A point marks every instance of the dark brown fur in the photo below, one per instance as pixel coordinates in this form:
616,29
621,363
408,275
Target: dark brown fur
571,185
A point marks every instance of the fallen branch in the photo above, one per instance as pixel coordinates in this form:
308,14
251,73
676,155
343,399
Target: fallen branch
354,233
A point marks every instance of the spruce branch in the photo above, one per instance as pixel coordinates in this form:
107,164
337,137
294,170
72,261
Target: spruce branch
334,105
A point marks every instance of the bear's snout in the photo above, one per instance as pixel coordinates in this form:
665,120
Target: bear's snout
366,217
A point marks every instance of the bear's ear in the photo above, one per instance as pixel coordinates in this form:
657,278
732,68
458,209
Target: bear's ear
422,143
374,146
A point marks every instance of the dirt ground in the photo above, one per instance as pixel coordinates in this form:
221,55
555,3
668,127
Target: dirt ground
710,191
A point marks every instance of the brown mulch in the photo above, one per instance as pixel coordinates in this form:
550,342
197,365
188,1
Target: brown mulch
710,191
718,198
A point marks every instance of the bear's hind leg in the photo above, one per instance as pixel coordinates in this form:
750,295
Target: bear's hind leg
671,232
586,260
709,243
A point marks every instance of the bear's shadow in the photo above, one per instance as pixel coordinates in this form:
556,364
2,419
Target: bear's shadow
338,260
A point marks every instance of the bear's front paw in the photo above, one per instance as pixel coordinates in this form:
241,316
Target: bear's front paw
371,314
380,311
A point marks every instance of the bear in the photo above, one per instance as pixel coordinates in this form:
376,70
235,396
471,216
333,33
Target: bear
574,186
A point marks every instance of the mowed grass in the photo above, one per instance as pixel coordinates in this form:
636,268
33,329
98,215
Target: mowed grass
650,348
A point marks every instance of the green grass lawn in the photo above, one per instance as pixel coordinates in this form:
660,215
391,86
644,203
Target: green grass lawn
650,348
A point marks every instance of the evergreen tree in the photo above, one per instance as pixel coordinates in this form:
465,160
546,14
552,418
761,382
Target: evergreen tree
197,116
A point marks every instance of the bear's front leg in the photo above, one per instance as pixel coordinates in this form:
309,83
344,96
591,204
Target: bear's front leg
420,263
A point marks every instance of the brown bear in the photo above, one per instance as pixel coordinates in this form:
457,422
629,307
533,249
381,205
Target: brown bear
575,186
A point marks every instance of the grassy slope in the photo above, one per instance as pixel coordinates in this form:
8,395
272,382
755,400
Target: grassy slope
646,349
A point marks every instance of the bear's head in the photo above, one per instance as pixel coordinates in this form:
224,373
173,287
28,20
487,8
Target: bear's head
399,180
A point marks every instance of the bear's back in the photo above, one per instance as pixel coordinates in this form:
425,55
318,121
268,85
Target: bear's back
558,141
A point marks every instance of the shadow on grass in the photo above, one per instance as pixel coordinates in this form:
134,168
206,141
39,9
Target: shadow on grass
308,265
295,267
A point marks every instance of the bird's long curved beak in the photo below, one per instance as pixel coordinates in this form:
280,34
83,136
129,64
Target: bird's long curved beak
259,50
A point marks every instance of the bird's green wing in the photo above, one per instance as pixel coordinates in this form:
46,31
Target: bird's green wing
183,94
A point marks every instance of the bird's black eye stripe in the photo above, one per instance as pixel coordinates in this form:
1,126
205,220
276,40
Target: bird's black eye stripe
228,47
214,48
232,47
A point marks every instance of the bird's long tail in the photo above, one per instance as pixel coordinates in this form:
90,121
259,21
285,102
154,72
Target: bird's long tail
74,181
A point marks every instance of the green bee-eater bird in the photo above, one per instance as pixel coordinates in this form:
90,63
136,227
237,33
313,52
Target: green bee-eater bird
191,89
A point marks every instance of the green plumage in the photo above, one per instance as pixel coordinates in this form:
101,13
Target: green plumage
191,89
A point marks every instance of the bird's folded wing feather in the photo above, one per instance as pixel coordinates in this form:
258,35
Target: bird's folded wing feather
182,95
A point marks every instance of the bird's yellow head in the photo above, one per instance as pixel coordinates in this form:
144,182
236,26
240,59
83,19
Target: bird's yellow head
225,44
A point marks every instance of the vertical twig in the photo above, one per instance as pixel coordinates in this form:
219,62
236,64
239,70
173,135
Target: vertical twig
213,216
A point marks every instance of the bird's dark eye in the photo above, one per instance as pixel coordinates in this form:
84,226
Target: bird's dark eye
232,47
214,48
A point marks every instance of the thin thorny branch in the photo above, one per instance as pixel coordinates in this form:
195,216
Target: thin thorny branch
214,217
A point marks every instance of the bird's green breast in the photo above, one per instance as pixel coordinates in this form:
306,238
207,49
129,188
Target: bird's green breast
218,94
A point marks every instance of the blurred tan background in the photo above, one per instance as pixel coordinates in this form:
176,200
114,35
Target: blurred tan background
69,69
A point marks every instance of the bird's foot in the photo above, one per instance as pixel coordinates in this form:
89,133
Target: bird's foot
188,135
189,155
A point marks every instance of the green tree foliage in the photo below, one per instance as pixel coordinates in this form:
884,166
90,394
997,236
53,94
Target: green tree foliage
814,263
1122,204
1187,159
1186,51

──────

▶ Goal of the exercise
Please render every line of the listing above as a Markdown table with the columns Row and Line, numbering the rows in order and leaving out blank lines.

▶ Response for this exercise
| Row | Line |
|---|---|
| 1 | A point marks every instance of the dark brown fur in the photo below, one per instance as pixel coordinates in this form: |
| 2 | 616,29 |
| 3 | 621,363 |
| 4 | 408,275 |
| 5 | Target: dark brown fur |
| 6 | 571,185 |
| 7 | A point marks every instance of the fallen branch in the photo above, one per instance as pixel coordinates in this form: |
| 8 | 308,14 |
| 9 | 251,73 |
| 10 | 676,155 |
| 11 | 343,399 |
| 12 | Target: fallen branch |
| 13 | 354,233 |
| 14 | A point marks every instance of the spruce branch in the photo above, one per instance as pixel coordinates in this form: |
| 15 | 107,164 |
| 16 | 337,137 |
| 17 | 294,170 |
| 18 | 72,261 |
| 19 | Target: spruce branch |
| 20 | 334,105 |
| 21 | A point marks every instance of the bear's snout in the photo above, one per instance as pixel coordinates in this form: |
| 22 | 665,120 |
| 23 | Target: bear's snout |
| 24 | 366,217 |
| 25 | A point marks every instance of the bear's ear in the photo above, one per instance as pixel coordinates in this form: |
| 26 | 657,278 |
| 27 | 732,68 |
| 28 | 458,209 |
| 29 | Target: bear's ear |
| 30 | 422,143 |
| 31 | 374,146 |
| 32 | A point marks every instance of the dirt ground in the photo above, one per instance as pixel coordinates in this form: |
| 33 | 221,55 |
| 34 | 555,3 |
| 35 | 668,127 |
| 36 | Target: dirt ground |
| 37 | 710,191 |
| 38 | A point marks every instance of the brown mulch in the photo above, one per instance as pixel coordinates in this form: |
| 39 | 550,342 |
| 40 | 197,365 |
| 41 | 188,1 |
| 42 | Target: brown mulch |
| 43 | 710,191 |
| 44 | 718,198 |
| 45 | A point marks every instance of the bear's hind leg in the photo above, one per instance as pixel coordinates in this form: |
| 46 | 750,295 |
| 47 | Target: bear's hind leg |
| 48 | 671,232 |
| 49 | 586,260 |
| 50 | 709,243 |
| 51 | A point marks every instance of the bear's shadow in the photo above, one per instance as pixel coordinates in this form: |
| 52 | 556,364 |
| 53 | 2,419 |
| 54 | Target: bear's shadow |
| 55 | 338,260 |
| 56 | A point marks every instance of the bear's front paw in the photo above, one per instance as pixel coordinates in this form: |
| 57 | 241,316 |
| 58 | Target: bear's front paw |
| 59 | 371,314 |
| 60 | 380,311 |
| 61 | A point marks every instance of the bear in the photo above, one per instance as pixel coordinates in this form: |
| 62 | 376,70 |
| 63 | 235,396 |
| 64 | 471,216 |
| 65 | 333,33 |
| 66 | Target: bear |
| 67 | 574,186 |
| 68 | A point marks every instance of the mowed grass in the photo above, one per instance as pixel coordinates in this form: |
| 69 | 636,268 |
| 70 | 33,329 |
| 71 | 98,215 |
| 72 | Target: mowed grass |
| 73 | 650,348 |
| 74 | A point marks every instance of the green grass lawn in the photo above, one per instance as pixel coordinates in this form: |
| 75 | 660,215 |
| 76 | 391,86 |
| 77 | 644,203 |
| 78 | Target: green grass lawn |
| 79 | 650,348 |
| 80 | A point marks every instance of the evergreen tree in the photo above, one per instance as pixel coordinates in this form: |
| 81 | 465,160 |
| 82 | 546,14 |
| 83 | 552,418 |
| 84 | 761,382 |
| 85 | Target: evergreen tree |
| 86 | 197,116 |
| 87 | A point marks every instance of the bear's front leg in the photo above, one per instance as pixel coordinates in this form: |
| 88 | 309,83 |
| 89 | 344,96 |
| 90 | 591,204 |
| 91 | Target: bear's front leg |
| 92 | 420,263 |
| 93 | A point marks every instance of the brown bear in the photo above, one per instance as pixel coordinates in this form: |
| 94 | 457,422 |
| 95 | 629,307 |
| 96 | 533,249 |
| 97 | 381,205 |
| 98 | Target: brown bear |
| 99 | 575,186 |
| 100 | A point marks every instance of the grassy slope in the photo above, one per instance as pixel coordinates in this form: |
| 101 | 8,395 |
| 102 | 272,382 |
| 103 | 755,400 |
| 104 | Target: grassy slope |
| 105 | 646,349 |
| 106 | A point marks every instance of the bear's head in the photo above, one per instance as pixel coordinates in this form: |
| 107 | 224,373 |
| 108 | 173,287 |
| 109 | 28,20 |
| 110 | 487,8 |
| 111 | Target: bear's head |
| 112 | 399,180 |
| 113 | A point marks every instance of the bear's back in the photo above, one per instance as pixel coordinates in this form: |
| 114 | 425,55 |
| 115 | 318,121 |
| 116 | 268,85 |
| 117 | Target: bear's back |
| 118 | 558,141 |
| 119 | A point marks every instance of the shadow on grass in the photo above, one per instance as pixel coordinates in this form: |
| 120 | 134,168 |
| 121 | 206,141 |
| 122 | 39,9 |
| 123 | Target: shadow on grass |
| 124 | 308,265 |
| 125 | 295,267 |
| 126 | A point marks every instance of the bird's long curved beak in the photo below, one per instance as pixel coordinates in this form: |
| 127 | 280,34 |
| 128 | 83,136 |
| 129 | 129,64 |
| 130 | Target: bird's long curved beak |
| 131 | 259,50 |
| 132 | A point marks every instance of the bird's green wing in the photo above, one per instance as pixel coordinates in this form: |
| 133 | 46,31 |
| 134 | Target: bird's green wing |
| 135 | 183,94 |
| 136 | A point marks every instance of the bird's black eye stripe in the photo above, one per instance as pixel coordinates in this form: |
| 137 | 1,126 |
| 138 | 205,220 |
| 139 | 276,40 |
| 140 | Target: bird's black eye stripe |
| 141 | 228,47 |
| 142 | 214,48 |
| 143 | 232,47 |
| 144 | A point marks every instance of the bird's long tail in the photo above, one per instance as pixel coordinates in this form: |
| 145 | 90,121 |
| 146 | 259,21 |
| 147 | 285,102 |
| 148 | 154,72 |
| 149 | Target: bird's long tail |
| 150 | 74,181 |
| 151 | A point marks every instance of the green bee-eater bird in the photo above, one per instance as pixel coordinates in this form: |
| 152 | 90,63 |
| 153 | 136,227 |
| 154 | 237,33 |
| 155 | 313,52 |
| 156 | Target: green bee-eater bird |
| 157 | 191,89 |
| 158 | A point marks every instance of the green plumage in the photo above, one per instance as pixel coordinates in this form: |
| 159 | 101,13 |
| 160 | Target: green plumage |
| 161 | 191,89 |
| 162 | A point marks every instance of the bird's folded wing feather in the photo above, one per instance as pixel coordinates in this form: |
| 163 | 258,35 |
| 164 | Target: bird's folded wing feather |
| 165 | 182,95 |
| 166 | A point marks every instance of the bird's yellow head in the photo above, one per instance as pixel coordinates in this form: |
| 167 | 144,182 |
| 168 | 236,26 |
| 169 | 240,59 |
| 170 | 83,19 |
| 171 | Target: bird's yellow head |
| 172 | 225,44 |
| 173 | A point marks every instance of the vertical twig in the photo above, one per instance as pixel coordinates in this form: |
| 174 | 219,62 |
| 175 | 236,64 |
| 176 | 239,70 |
| 177 | 173,135 |
| 178 | Target: vertical twig |
| 179 | 213,216 |
| 180 | A point marks every instance of the bird's dark eye in the photo above, one per instance as pixel coordinates in this form: |
| 181 | 84,226 |
| 182 | Target: bird's dark eye |
| 183 | 232,47 |
| 184 | 214,48 |
| 185 | A point marks every instance of the thin thorny branch in the photo above, one per instance as pixel coordinates in this form: |
| 186 | 195,216 |
| 187 | Target: thin thorny branch |
| 188 | 214,217 |
| 189 | A point marks every instance of the bird's green breast in the photo above, one per instance as pixel coordinates in this form: |
| 190 | 306,238 |
| 191 | 207,49 |
| 192 | 129,188 |
| 193 | Target: bird's green breast |
| 194 | 218,94 |
| 195 | A point marks every instance of the blurred tan background in the photo above, one per instance as pixel coordinates in this form: |
| 196 | 176,200 |
| 197 | 114,35 |
| 198 | Target: blurred tan background |
| 199 | 69,69 |
| 200 | A point marks every instance of the bird's foot in the photo above, one per instance as pixel coordinates in this form: |
| 201 | 89,133 |
| 202 | Target: bird's foot |
| 203 | 188,135 |
| 204 | 189,155 |
| 205 | A point marks every instance of the green tree foliage in the photo below, one per instance as pixel coordinates in this form: |
| 206 | 884,166 |
| 207 | 90,394 |
| 208 | 997,236 |
| 209 | 53,94 |
| 210 | Target: green tree foliage |
| 211 | 814,263 |
| 212 | 1122,204 |
| 213 | 1187,159 |
| 214 | 1186,51 |